> _Selected text_:
****************************************
Physical rotation of a vector in 2D
Suppose you have a vector with cartesian coordinates (x,y) and want to rotate this by some angle theta. I'll use the conventional notations
  • the x-axis is horizontal, positive to the right,
  • the y-axis is vertical, positive upward,
  • vectors are expressed as column vectors, and
  • rotation is positive counterclockwise.
Expressed as a column vector, the vector from the origin to [itex](x,y)[/itex] is

[tex]\boldsymbol{r} = \bmatrix x\\y\endbmatrix[/tex]

The coordinates of the endpoint of the rotated vector are (derivation is an exercise left to the reader) [itex](x\cos\theta - y\sin\theta, x\sin\theta + y\cos\theta)[/itex] or

[tex]\boldsymbol{r}' =
\bmatrix x\cos\theta - y\sin\theta \\ x\sin\theta + y\cos\theta\endbmatrix
= \bmatrix \cos\theta & -\sin\theta \\ \sin\theta & \cos\theta \endbmatrix \, \bmatrix x\\y\endbmatrix
= \mathbf{R}(\theta) \, \boldsymbol{r}[/tex]

where

[tex]\mathbf{R}(\theta)
\equiv \bmatrix \cos\theta & -\sin\theta \\ \sin\theta & \cos\theta \endbmatrix
[/tex]

is the 2D matrix that physically rotates a column vector by an angle [itex]\theta[/itex].
here.

If I define a point in the 3D space at xyz, and I supply a rotation of xyz, will those equations spit out an xy coordinate for it in the viewing plane?


I'm sorry, I have great facility with conceptualizing mathematics but, without a formal post-secondary education, I'm afraid the representation on paper is beyond me. I guess I'm in over my head.
****************************************
> _Dataset content_:
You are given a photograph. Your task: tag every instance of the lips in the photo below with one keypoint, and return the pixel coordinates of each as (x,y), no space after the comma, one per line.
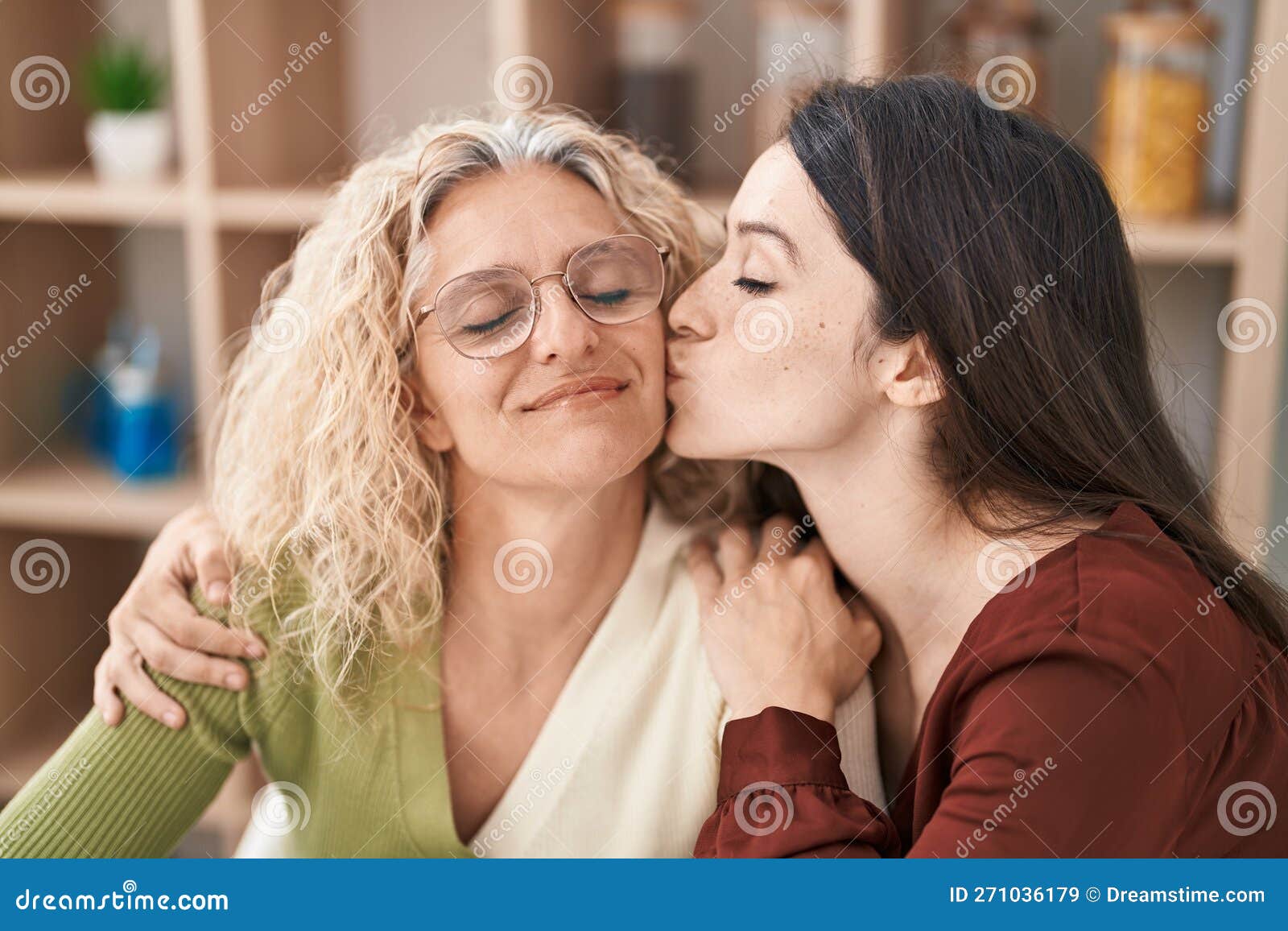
(598,387)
****************************************
> _Required work_:
**1.** In the text on rotating a vector in 2D, which direction of rotation is taken as positive?
**2.** Duplicate everything in the text on rotating a vector in 2D from "Physical rotation of" down to "is positive counterclockwise.".

> _Answers to the exercises_:
**1.** Counterclockwise.

**2.**
Physical rotation of a vector in 2D
Suppose you have a vector with cartesian coordinates (x,y) and want to rotate this by some angle theta. I'll use the conventional notations
  • the x-axis is horizontal, positive to the right,
  • the y-axis is vertical, positive upward,
  • vectors are expressed as column vectors, and
  • rotation is positive counterclockwise.